(Source data)
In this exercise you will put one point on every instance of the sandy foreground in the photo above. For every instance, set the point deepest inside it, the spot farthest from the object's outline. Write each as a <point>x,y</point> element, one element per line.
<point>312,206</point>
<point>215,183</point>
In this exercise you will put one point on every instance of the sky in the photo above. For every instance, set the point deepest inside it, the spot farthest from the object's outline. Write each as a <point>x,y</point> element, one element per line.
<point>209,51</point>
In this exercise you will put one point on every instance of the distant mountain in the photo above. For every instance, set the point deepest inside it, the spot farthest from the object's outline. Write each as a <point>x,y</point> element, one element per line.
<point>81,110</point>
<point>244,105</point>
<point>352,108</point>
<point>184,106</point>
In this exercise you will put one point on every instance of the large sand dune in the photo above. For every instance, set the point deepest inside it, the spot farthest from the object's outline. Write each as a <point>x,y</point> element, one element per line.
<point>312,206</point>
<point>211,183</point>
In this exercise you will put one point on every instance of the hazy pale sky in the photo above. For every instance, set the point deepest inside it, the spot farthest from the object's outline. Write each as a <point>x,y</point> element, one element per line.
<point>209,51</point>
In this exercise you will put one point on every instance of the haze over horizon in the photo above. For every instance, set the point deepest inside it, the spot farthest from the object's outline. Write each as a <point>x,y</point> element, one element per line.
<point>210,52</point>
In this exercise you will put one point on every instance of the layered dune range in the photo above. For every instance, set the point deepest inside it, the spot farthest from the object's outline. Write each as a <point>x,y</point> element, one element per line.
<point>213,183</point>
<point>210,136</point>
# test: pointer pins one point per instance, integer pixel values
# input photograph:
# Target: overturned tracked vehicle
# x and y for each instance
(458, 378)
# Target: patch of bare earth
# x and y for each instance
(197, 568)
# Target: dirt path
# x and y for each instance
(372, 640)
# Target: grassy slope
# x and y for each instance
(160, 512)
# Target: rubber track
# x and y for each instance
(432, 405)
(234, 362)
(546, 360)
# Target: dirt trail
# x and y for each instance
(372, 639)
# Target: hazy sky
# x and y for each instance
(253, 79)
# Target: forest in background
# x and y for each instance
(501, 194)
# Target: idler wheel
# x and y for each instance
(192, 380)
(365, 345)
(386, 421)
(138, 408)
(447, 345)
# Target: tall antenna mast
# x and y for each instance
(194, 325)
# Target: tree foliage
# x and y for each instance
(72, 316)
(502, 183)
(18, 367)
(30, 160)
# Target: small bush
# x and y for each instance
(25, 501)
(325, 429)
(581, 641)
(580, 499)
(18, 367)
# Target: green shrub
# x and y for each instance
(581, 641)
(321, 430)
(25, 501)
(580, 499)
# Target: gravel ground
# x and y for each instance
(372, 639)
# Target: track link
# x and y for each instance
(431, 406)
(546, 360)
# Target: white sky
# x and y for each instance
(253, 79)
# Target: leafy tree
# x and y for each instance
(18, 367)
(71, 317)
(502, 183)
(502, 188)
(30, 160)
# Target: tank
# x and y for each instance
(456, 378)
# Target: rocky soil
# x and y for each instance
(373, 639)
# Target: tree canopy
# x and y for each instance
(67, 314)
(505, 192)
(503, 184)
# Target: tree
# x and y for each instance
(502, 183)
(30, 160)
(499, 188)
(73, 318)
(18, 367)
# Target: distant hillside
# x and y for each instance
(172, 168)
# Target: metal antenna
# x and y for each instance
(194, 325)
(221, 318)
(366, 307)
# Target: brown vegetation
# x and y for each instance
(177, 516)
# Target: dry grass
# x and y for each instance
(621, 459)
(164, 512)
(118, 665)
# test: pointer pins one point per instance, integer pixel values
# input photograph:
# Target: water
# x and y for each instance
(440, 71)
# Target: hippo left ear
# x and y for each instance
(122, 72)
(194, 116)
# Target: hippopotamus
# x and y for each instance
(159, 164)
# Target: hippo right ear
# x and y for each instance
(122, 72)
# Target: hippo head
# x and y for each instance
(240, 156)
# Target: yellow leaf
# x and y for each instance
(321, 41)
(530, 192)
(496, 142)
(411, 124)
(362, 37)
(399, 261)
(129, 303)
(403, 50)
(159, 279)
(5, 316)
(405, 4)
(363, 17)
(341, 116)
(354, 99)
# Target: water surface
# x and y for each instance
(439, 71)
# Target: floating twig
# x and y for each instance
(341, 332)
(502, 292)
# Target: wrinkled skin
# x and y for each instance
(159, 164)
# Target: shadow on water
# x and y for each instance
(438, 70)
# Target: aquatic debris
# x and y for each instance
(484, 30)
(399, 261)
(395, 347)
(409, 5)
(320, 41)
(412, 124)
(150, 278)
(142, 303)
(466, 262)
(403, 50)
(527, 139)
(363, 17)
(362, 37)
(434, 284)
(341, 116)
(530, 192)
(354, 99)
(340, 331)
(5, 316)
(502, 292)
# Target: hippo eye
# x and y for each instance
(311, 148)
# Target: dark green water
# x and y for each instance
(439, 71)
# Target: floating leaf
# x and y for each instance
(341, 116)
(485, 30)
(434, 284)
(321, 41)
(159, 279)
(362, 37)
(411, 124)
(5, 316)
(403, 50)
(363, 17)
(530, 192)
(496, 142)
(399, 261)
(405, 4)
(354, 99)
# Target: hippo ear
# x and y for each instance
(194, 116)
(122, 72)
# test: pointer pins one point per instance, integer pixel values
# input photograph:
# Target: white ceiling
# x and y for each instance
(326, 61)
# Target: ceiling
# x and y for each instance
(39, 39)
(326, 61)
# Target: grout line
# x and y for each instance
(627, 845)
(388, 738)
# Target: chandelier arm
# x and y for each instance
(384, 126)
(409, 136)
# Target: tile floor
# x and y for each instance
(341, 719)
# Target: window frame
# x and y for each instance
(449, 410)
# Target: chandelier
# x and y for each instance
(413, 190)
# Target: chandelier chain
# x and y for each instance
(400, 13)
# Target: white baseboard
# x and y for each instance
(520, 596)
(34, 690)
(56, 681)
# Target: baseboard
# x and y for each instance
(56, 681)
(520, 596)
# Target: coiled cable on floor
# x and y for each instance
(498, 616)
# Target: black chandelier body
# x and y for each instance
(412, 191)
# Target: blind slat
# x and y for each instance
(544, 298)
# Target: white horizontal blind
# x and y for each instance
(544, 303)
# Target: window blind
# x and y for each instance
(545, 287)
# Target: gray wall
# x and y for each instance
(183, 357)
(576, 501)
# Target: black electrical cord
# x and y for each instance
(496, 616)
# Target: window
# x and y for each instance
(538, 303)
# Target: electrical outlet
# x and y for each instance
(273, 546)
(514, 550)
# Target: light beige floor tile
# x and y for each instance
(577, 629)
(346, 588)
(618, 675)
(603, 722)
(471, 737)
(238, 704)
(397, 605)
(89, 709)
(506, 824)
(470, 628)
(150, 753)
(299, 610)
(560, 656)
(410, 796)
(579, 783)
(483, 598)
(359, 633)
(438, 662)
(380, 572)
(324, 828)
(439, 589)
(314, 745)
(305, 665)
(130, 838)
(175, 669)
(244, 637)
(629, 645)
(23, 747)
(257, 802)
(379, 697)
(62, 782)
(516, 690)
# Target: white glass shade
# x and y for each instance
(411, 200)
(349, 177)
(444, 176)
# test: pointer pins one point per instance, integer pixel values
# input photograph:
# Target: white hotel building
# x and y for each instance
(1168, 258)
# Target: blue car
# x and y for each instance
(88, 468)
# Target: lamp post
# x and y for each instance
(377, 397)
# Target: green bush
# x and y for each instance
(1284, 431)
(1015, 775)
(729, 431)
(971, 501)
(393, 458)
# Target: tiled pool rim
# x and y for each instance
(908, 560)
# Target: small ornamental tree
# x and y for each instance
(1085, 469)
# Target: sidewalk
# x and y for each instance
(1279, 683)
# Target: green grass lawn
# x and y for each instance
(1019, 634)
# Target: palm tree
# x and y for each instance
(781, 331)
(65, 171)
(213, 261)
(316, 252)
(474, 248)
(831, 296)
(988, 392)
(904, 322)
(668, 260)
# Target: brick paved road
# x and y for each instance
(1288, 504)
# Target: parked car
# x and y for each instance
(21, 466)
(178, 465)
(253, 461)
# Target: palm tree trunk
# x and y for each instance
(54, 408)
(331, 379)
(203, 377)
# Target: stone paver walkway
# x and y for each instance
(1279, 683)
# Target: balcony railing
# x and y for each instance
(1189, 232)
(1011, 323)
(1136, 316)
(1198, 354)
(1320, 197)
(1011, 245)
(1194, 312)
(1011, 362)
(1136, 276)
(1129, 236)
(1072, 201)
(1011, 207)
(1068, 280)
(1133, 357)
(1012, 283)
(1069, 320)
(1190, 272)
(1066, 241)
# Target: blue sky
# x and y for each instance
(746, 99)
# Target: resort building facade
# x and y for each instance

[What the task asks]
Tally the lines in the records above that contain the word "baseboard". Write the number and nothing else.

[Answer]
2